_What is being asked_
The lines to reproduce run from the one containing "the truck wheel." through the final line of the entries; write them out exactly and add nothing.

Excerpts from a dataset
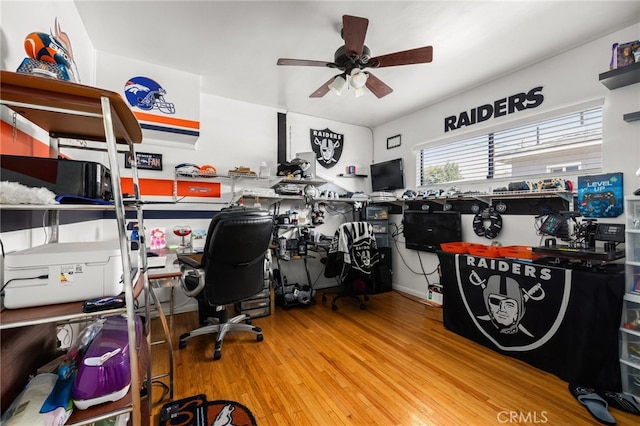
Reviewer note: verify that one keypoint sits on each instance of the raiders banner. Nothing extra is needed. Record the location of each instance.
(500, 296)
(562, 320)
(327, 145)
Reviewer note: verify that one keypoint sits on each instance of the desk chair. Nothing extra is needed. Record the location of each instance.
(231, 270)
(351, 259)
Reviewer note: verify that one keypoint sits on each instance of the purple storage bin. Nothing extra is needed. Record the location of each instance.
(104, 374)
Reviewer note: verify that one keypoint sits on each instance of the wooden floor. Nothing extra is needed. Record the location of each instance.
(386, 365)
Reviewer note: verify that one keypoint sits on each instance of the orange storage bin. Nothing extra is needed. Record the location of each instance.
(461, 247)
(484, 250)
(518, 252)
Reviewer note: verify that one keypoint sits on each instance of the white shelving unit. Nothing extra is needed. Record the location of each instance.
(630, 329)
(69, 110)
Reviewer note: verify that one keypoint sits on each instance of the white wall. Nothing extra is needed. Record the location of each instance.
(568, 79)
(239, 134)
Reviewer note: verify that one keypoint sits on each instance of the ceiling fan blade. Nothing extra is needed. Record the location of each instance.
(420, 55)
(377, 86)
(305, 63)
(354, 30)
(323, 90)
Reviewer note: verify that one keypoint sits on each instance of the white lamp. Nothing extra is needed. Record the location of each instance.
(338, 85)
(358, 80)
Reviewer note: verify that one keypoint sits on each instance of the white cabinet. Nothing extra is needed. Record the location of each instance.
(630, 330)
(69, 110)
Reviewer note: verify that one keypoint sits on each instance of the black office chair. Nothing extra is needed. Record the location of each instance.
(231, 270)
(351, 259)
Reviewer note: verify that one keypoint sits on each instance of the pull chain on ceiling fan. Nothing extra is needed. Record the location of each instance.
(354, 57)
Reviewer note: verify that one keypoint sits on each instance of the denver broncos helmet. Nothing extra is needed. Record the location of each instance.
(147, 94)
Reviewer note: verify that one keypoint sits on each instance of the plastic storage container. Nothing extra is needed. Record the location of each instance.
(484, 250)
(518, 252)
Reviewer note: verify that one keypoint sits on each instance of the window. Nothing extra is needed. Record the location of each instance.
(565, 143)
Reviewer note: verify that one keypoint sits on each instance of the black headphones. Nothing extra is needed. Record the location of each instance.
(494, 226)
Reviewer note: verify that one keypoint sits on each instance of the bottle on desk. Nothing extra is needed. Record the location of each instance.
(302, 247)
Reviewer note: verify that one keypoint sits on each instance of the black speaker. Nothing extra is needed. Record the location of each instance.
(383, 273)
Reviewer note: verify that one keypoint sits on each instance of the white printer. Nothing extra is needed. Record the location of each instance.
(62, 273)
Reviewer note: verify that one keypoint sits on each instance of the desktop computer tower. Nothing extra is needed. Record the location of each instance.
(382, 281)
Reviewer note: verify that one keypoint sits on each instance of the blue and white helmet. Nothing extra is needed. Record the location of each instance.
(147, 94)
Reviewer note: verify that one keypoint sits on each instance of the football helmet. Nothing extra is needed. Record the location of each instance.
(147, 94)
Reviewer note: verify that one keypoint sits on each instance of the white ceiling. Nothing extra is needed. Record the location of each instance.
(234, 45)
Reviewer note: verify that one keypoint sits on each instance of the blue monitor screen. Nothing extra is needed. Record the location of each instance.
(387, 176)
(425, 231)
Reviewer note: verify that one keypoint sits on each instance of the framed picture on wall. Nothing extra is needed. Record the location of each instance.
(147, 161)
(394, 141)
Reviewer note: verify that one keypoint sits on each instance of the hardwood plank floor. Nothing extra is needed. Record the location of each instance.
(386, 365)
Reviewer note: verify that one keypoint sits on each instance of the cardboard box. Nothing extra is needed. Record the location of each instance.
(433, 312)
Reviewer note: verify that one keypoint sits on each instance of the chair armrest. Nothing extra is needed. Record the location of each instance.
(192, 281)
(189, 262)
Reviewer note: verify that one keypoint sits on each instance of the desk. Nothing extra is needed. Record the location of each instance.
(562, 321)
(168, 276)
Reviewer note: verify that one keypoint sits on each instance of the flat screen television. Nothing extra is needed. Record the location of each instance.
(387, 176)
(425, 231)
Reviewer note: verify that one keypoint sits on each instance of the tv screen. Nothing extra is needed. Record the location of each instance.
(425, 231)
(387, 176)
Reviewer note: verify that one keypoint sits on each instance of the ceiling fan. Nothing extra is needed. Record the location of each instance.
(354, 57)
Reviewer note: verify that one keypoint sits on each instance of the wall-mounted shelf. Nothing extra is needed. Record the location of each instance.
(621, 77)
(351, 175)
(632, 116)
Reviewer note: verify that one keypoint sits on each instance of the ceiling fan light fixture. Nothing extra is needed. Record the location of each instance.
(358, 78)
(360, 91)
(338, 85)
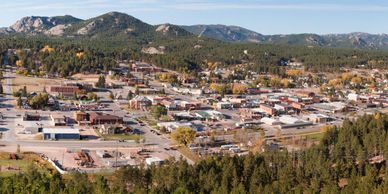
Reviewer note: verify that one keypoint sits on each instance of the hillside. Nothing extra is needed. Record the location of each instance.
(225, 33)
(356, 40)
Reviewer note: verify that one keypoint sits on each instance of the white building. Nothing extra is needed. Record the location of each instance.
(270, 121)
(154, 160)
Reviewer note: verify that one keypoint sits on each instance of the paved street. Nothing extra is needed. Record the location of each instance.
(11, 116)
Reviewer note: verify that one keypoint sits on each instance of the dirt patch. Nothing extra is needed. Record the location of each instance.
(35, 84)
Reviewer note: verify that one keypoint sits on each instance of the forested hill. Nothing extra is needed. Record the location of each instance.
(123, 27)
(350, 159)
(356, 40)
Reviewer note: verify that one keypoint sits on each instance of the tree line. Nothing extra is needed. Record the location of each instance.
(343, 162)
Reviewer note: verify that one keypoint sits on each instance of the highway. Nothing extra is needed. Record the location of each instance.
(10, 116)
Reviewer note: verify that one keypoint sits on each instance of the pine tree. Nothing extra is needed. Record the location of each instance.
(20, 102)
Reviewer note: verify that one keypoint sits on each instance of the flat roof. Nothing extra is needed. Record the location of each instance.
(61, 130)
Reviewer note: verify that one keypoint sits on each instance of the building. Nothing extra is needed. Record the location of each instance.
(114, 129)
(140, 103)
(270, 121)
(268, 109)
(66, 91)
(332, 107)
(97, 118)
(58, 120)
(292, 122)
(317, 118)
(61, 134)
(282, 107)
(153, 161)
(144, 68)
(31, 117)
(223, 105)
(210, 115)
(81, 117)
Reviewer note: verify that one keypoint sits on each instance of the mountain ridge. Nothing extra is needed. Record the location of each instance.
(121, 25)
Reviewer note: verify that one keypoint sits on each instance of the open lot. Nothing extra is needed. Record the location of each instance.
(35, 84)
(23, 162)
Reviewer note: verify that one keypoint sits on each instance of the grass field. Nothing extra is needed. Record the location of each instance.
(119, 136)
(315, 136)
(189, 154)
(26, 161)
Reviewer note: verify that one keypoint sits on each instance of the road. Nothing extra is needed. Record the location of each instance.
(10, 116)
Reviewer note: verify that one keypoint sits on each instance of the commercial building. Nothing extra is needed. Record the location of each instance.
(317, 118)
(223, 105)
(97, 118)
(31, 117)
(268, 109)
(153, 161)
(66, 91)
(140, 103)
(292, 122)
(332, 107)
(270, 121)
(61, 134)
(81, 117)
(58, 120)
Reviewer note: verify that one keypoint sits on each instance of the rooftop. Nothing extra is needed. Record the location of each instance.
(61, 130)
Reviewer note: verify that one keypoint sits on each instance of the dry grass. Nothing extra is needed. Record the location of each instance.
(26, 161)
(33, 83)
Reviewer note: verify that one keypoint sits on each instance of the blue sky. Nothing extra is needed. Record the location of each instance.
(263, 16)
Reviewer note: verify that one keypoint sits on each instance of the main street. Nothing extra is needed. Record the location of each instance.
(11, 115)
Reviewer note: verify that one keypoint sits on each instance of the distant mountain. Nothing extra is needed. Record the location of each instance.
(226, 33)
(46, 25)
(239, 34)
(114, 25)
(120, 26)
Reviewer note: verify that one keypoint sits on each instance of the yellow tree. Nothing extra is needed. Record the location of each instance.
(275, 82)
(295, 72)
(356, 80)
(183, 135)
(239, 89)
(285, 82)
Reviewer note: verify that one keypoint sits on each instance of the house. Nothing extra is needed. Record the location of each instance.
(153, 161)
(61, 134)
(65, 91)
(223, 105)
(317, 118)
(140, 103)
(31, 117)
(97, 118)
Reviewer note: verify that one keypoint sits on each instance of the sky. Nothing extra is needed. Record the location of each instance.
(263, 16)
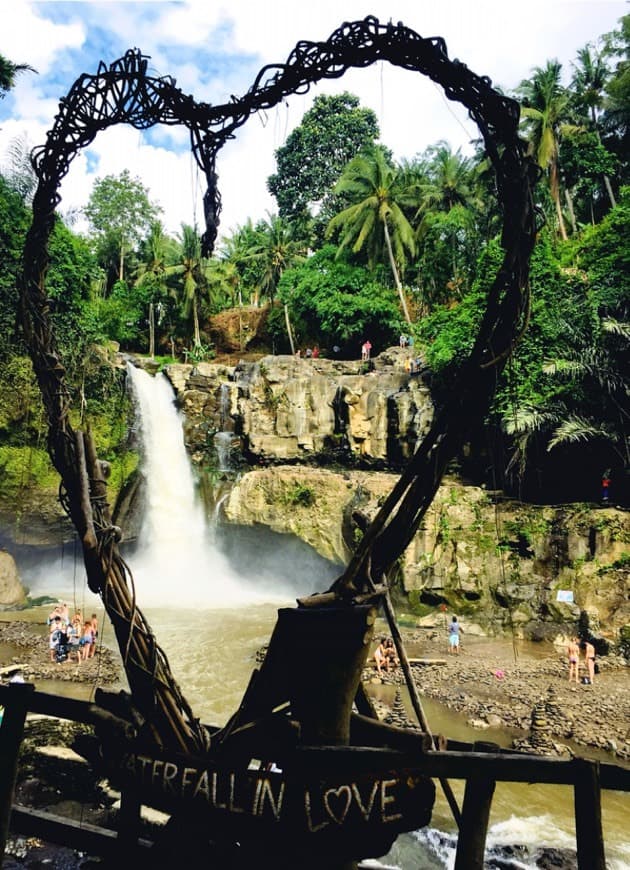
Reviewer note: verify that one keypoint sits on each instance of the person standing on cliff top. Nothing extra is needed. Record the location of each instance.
(589, 657)
(454, 631)
(573, 652)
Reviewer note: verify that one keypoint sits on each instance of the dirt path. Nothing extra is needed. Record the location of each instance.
(494, 687)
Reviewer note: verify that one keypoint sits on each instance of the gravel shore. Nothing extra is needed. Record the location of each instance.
(494, 687)
(27, 645)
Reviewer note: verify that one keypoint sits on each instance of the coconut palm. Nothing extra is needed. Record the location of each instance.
(153, 271)
(275, 249)
(449, 180)
(590, 76)
(193, 271)
(544, 111)
(375, 221)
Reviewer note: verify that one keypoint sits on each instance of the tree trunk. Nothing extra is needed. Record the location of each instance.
(611, 195)
(196, 334)
(289, 330)
(607, 184)
(151, 330)
(392, 263)
(571, 210)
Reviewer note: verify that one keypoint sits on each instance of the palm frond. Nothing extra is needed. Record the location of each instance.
(576, 429)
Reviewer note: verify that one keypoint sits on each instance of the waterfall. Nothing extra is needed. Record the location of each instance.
(176, 563)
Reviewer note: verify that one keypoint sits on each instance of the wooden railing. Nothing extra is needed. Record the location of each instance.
(481, 765)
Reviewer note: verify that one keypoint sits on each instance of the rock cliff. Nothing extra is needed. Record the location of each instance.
(12, 592)
(286, 409)
(500, 563)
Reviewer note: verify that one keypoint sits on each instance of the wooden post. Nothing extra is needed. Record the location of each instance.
(128, 823)
(413, 693)
(11, 733)
(588, 815)
(473, 828)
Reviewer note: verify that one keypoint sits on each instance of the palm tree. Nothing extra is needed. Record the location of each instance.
(193, 269)
(375, 220)
(589, 81)
(449, 180)
(274, 250)
(544, 109)
(153, 271)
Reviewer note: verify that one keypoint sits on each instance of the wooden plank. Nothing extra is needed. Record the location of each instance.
(424, 661)
(588, 816)
(66, 832)
(471, 841)
(11, 733)
(71, 708)
(500, 766)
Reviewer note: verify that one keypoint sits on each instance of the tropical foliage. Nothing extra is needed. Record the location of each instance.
(363, 245)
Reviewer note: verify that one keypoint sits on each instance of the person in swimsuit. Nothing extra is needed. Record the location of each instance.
(589, 657)
(380, 657)
(573, 652)
(391, 658)
(454, 630)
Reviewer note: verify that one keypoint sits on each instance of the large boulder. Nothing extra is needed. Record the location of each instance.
(503, 565)
(287, 409)
(12, 592)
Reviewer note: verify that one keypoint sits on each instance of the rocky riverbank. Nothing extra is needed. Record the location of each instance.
(496, 687)
(27, 646)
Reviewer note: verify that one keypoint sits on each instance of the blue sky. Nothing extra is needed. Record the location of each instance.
(215, 49)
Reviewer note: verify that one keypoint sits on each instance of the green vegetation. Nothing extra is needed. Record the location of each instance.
(364, 245)
(302, 495)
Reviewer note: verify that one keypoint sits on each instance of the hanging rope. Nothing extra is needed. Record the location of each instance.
(125, 93)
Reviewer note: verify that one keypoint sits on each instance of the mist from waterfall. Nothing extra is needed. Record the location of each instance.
(176, 563)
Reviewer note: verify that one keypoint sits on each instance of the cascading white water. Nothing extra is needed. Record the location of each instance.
(176, 563)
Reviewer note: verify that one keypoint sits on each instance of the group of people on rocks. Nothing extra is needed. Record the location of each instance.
(573, 652)
(385, 656)
(309, 353)
(70, 638)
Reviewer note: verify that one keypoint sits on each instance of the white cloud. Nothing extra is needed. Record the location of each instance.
(220, 47)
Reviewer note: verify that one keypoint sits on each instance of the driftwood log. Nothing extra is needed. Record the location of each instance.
(124, 93)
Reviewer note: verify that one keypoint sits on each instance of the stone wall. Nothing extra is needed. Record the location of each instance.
(12, 592)
(286, 409)
(500, 563)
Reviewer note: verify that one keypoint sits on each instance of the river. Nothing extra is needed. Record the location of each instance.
(211, 599)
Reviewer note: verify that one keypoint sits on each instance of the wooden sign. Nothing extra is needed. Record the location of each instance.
(352, 809)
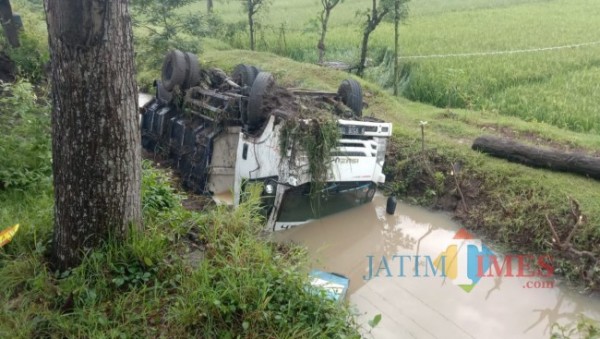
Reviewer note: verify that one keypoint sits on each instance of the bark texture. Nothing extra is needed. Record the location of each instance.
(539, 157)
(95, 132)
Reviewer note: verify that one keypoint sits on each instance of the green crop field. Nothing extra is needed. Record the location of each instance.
(557, 86)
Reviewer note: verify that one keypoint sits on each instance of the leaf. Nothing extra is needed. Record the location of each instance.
(7, 234)
(375, 321)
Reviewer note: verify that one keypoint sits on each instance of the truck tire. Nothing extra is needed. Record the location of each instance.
(244, 75)
(350, 93)
(192, 75)
(174, 70)
(256, 106)
(390, 206)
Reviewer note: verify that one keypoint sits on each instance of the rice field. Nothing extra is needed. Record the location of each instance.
(557, 86)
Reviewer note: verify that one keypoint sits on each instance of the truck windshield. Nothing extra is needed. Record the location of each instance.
(298, 206)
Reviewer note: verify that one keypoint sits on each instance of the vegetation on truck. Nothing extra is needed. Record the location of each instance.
(531, 76)
(313, 151)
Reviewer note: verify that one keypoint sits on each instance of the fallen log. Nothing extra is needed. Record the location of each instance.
(538, 157)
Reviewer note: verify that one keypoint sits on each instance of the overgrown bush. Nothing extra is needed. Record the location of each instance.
(24, 137)
(149, 286)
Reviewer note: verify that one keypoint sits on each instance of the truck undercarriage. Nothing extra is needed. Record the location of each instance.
(222, 133)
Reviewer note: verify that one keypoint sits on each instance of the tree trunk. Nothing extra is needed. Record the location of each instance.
(11, 30)
(396, 43)
(363, 52)
(251, 23)
(95, 133)
(324, 23)
(539, 157)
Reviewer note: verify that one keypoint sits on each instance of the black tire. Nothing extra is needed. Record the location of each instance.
(244, 75)
(256, 107)
(174, 70)
(370, 194)
(162, 94)
(192, 76)
(350, 93)
(390, 207)
(255, 70)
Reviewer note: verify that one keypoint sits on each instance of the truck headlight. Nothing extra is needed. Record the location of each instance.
(269, 189)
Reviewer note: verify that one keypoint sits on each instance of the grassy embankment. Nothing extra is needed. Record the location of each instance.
(507, 202)
(189, 274)
(202, 274)
(558, 87)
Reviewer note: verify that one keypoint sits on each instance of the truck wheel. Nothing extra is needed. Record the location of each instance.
(370, 194)
(350, 93)
(192, 75)
(174, 69)
(256, 106)
(244, 75)
(390, 207)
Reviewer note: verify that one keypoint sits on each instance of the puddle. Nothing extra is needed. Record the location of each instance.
(416, 306)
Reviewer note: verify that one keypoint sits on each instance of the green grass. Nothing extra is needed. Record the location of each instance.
(517, 197)
(149, 286)
(188, 274)
(558, 87)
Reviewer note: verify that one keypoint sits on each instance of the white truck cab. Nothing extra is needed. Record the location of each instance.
(225, 133)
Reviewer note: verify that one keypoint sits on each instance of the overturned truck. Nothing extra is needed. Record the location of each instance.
(312, 151)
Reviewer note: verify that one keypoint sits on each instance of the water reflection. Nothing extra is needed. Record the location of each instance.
(433, 307)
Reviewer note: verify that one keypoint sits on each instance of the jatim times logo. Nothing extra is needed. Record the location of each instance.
(465, 261)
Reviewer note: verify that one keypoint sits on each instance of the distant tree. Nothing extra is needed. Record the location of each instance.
(374, 16)
(252, 7)
(328, 6)
(96, 157)
(164, 24)
(10, 27)
(400, 12)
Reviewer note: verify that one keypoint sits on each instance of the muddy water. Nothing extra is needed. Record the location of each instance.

_Expected answer_
Reviewer note: verify that one keypoint sits on each instance of the truck wheel. Nothing extra is needed. Record the location of each instance.
(370, 194)
(350, 93)
(192, 75)
(174, 69)
(256, 106)
(244, 75)
(390, 207)
Reviewer note: verify that one keypoint sits on each instance of the puddle. Nothing extra is needed. Record the location of each instance.
(416, 306)
Reviewer note: verify that one keypoint sits on each instance of the green grass. Nothing extra is needed. Record the location of each instance.
(517, 197)
(149, 286)
(188, 274)
(558, 87)
Reviewer note: verify that one keypoint sits on each instance of the white truck cab. Nothing extra is needed. Record the location of each instance.
(225, 133)
Reviewer note: verify that one keypoint sits on each instance of the overturned truck. Nothing extra is needed. Record the location of each instance.
(312, 151)
Reviewer note: verify that one keypoint sits on each instance of the water reflection. Nothing extra is needed. Record the location of each instance.
(433, 307)
Reviewer note: verify that one keypoint sits on each instance of the jatim times logo. Nothing extra is needed. Record the location of each instance.
(465, 261)
Reviewer note: verify that one keypoint sits on each instance of the distant tree. Nothing extra is needed. Record the location of each instance.
(374, 16)
(252, 7)
(328, 6)
(96, 157)
(164, 24)
(10, 27)
(400, 12)
Reviewer note: verify that one keypoint sits on each instance of the muddy water. Nothing extra is needed. Record the location of each instance.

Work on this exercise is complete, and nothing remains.